Re: [LSF/MM/BPF TOPIC] CXL Fabric Manager (FM) architecture

[Date Prev][Date Next][Thread Prev][Thread Next][Date Index][Thread Index]

 



On Mon, 30 Jan 2023 11:11:23 -0800
"Viacheslav A.Dubeyko" <viacheslav.dubeyko@xxxxxxxxxxxxx> wrote:

> Hello,

Hi Slava,

I'll throw some opinions at this :)

> 
> I would like to suggest Fabric Manager (FM) architecture discussion. As far as I can see,
> FM architecture requires: (1) FM configuration tool, (2) FM daemon, (3) QEMU emulation
> of CXL hardware features. FM daemon receives requests from configuration tool and
> executes commands by means of interaction with kernel-space subsystem and CXL switch
> (that can be emulated by QEMU). So, the key questions for discussion:

Worth describing operating modes to be supported: You kind of cover this later
but I think pulling it out make it clearer that we want one bit of software to
do several different things.

1) FM separate from hosts and talked to by higher level orchestration software
   but using a Switch CCI or MHD mailbox (over PCI)
   This one is fairly easy because any security / shooting self in foot problems
   are an issue for higher level software. 
2) FM on host.  Probably mostly going be relevant for debug but may use
   the same mailbox as is being used by the existing CXL drivers (for Multi
   Head Device it might be the end point mailbox, for Multi Logical Device
   behind a switch it might be the switch mailbox).

[Dataset records]
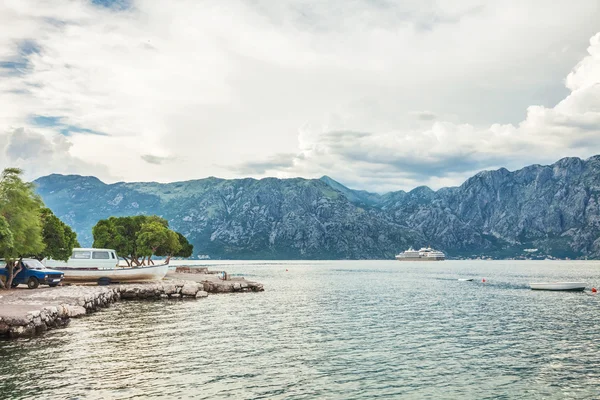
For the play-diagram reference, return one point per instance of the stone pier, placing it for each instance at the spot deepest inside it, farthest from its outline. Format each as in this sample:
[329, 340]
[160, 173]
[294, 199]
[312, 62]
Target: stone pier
[25, 312]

-- Exercises --
**1.** Please change every "stone pier" in the Dataset records to "wooden dock", keeping everything else the same and omitting the picture from your answer.
**2.** Go on with the mailing list reply on CXL Fabric Manager architecture, starting right after its last sentence.
The text and the records were taken from unrelated sources.

-- Responses in order --
**1.**
For the play-diagram reference, return one point per instance of the wooden dock, placing it for each instance at the spot deepest inside it, farthest from its outline. Format each as in this sample:
[329, 340]
[160, 173]
[294, 199]
[312, 62]
Target: wooden dock
[25, 312]

**2.**
3) All out of band (MCTP or similar - want some shared code, but no
   need for anything in kernel as far as I can tell).


> (1) How to distribute functionality between user-space and kernel-space?

Kernel for transport if mailbox based (switch or MHD).
Possibly help in kernel with the host to Multiheaded device FM LD tunneling
and host to switch to Multi Logical Device - Logical Device tunneling
but that could also be left to userspace.

If MCTP use the existing MCTP framework which is underlying transport independent.
I posted a PoC for how this might work a while ago (hack on top of MCTP-I2C
and some emulation) In the cover letter of the emulation PoC
https://lore.kernel.org/linux-cxl/20220520170128.4436-1-Jonathan.Cameron@xxxxxxxxxx/

I think everything else belongs in userspace. I believe there are redfish APIs
etc that would then be used to query and drive the userspace program from an
orchestrator or similar level software.

> (2) Which functionality kernel-space needs to provide for implementation FM features?
>       Which kernel-space functionality do we need to implement yet?

Very little needed if we just expose the transport via PCI mailboxes.
There is a possible concern that FM-API commands are frequently
destructive and currently we don't let userspace poke destructive
commands. That may just need a specific opt in to say we know we
can shoot ourselves in the foot.

> (3) Do we need MCTP (Management Component Transport Protocol) or some other
>       protocol can be used for interaction between configuration tool, FM daemon, and
>       CXL switch?

Yes MCTP is needed.
I don't think we want the actual management code to be different
depending on transport / protocol.  However we might layer it so that there
is an interface program that sits between the management library / program and
the FM-API transport.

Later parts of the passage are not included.